__Material provided__:

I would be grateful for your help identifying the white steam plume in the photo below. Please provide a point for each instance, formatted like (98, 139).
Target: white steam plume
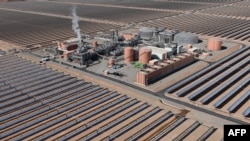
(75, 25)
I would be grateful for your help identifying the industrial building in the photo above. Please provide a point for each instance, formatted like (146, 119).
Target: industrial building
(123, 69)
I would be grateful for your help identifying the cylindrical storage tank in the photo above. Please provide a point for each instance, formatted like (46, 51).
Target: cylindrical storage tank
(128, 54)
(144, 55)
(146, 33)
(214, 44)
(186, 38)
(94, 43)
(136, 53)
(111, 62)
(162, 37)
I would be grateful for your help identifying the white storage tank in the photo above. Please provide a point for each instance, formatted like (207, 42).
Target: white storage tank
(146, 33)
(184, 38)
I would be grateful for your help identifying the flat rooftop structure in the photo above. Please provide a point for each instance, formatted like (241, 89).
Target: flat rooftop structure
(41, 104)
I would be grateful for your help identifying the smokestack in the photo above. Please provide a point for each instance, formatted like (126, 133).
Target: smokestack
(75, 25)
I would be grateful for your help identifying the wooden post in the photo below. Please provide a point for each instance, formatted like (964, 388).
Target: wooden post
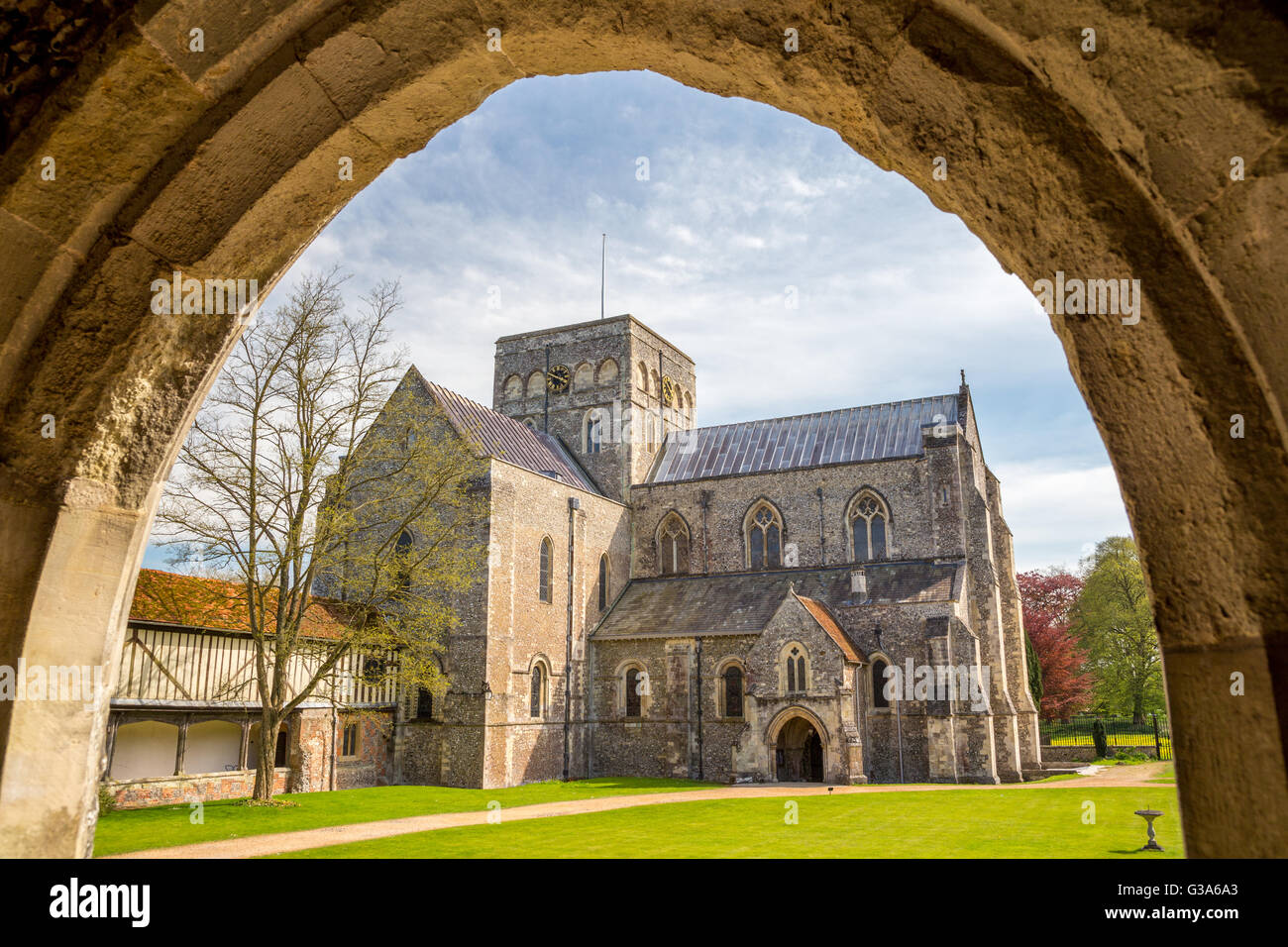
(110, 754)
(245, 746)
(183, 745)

--

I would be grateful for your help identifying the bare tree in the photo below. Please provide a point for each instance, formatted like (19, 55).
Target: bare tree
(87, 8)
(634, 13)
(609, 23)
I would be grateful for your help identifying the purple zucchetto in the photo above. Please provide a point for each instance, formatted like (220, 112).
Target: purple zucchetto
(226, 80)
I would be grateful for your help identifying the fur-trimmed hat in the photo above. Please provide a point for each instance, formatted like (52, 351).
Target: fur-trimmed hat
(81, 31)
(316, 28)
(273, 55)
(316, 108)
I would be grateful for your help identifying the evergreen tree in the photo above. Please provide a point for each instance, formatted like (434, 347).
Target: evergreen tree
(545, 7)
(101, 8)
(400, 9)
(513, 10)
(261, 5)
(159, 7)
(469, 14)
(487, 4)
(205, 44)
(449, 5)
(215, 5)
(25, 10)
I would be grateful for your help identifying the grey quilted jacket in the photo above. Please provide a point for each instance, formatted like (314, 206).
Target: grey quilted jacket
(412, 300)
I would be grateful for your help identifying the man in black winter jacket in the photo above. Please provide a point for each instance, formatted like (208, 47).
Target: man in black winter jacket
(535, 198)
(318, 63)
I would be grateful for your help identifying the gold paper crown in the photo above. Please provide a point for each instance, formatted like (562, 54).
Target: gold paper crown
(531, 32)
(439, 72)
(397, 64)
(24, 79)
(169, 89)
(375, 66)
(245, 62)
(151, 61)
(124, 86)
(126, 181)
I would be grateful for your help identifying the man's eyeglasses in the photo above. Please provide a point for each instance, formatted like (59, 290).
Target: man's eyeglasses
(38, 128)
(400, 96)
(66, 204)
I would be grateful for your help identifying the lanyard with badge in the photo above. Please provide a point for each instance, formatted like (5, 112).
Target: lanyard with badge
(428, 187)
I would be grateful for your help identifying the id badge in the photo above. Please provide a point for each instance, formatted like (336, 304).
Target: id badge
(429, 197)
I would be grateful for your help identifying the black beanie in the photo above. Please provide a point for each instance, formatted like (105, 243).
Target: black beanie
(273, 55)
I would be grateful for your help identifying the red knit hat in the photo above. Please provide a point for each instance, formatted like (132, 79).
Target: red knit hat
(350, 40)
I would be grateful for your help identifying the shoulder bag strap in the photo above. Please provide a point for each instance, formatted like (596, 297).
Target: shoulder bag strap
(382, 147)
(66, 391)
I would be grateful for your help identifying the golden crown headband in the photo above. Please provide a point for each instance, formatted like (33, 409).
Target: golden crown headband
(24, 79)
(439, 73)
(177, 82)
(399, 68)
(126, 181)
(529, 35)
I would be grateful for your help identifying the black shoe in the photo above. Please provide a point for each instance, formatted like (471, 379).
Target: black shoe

--

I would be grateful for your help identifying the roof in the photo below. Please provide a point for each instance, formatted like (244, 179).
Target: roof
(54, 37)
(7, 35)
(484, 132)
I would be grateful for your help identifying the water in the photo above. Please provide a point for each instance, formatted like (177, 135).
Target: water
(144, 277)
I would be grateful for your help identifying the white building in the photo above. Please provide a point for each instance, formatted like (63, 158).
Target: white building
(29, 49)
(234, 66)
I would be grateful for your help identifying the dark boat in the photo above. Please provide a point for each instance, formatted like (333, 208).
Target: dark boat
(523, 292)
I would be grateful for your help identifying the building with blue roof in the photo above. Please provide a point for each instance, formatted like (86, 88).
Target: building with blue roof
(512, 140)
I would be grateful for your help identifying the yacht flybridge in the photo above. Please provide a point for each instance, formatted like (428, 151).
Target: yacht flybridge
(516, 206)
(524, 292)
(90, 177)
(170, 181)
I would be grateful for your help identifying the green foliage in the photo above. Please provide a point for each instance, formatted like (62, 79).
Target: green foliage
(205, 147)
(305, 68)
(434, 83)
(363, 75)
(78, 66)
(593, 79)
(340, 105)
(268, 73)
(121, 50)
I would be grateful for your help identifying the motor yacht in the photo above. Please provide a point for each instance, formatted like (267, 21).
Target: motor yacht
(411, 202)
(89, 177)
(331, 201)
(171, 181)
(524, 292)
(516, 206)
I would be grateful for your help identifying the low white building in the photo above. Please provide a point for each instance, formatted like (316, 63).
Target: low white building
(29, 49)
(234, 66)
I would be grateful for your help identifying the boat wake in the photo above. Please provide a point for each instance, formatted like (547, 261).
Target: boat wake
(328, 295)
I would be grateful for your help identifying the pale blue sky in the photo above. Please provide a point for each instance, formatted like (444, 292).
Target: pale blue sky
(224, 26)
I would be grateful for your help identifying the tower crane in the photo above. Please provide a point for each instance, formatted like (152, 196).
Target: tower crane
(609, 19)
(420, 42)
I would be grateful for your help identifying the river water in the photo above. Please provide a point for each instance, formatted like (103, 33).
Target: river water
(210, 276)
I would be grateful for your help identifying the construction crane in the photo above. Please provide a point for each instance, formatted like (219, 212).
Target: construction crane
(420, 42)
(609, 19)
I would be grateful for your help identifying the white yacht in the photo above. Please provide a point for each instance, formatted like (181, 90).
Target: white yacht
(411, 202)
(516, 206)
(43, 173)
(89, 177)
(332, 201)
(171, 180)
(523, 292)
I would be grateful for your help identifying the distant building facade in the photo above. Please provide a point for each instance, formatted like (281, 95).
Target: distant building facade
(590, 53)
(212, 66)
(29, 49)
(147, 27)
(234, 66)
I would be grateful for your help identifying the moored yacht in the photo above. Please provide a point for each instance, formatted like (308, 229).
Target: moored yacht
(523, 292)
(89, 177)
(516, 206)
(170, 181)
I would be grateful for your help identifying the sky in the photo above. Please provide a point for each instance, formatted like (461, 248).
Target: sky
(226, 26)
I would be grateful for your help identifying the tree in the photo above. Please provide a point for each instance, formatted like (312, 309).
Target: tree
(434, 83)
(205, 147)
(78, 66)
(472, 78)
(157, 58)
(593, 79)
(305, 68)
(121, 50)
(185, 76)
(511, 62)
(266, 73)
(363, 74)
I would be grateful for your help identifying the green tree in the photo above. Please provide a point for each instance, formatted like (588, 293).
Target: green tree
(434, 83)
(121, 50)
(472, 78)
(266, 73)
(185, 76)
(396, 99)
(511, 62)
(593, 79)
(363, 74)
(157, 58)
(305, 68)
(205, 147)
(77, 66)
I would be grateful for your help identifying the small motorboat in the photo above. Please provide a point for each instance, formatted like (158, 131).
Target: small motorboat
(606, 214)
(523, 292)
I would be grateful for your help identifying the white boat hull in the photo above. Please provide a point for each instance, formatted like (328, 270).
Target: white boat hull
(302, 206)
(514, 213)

__Problem requirements__: Copy word for word the rows from the line that contains "I would be grateful for your help identifying the shoulder" through the line that contains "Target: black shoe".

__Solution__:
I would be grateful for your help identifying the shoulder bag strap in the photo above. Please provide a point for each instance, formatted like (596, 297).
Target: shoulder bag strap
(382, 147)
(66, 391)
I would be grateful for your help identifying the golden crown headband in the photo above. Please provide a point for each instance, formatted like (33, 409).
Target: golden crown headband
(24, 79)
(439, 73)
(177, 82)
(399, 68)
(126, 181)
(529, 35)
I would be grateful for your help identifying the black shoe in the photo above. Please provide a point for each instance, formatted like (471, 379).
Target: black shoe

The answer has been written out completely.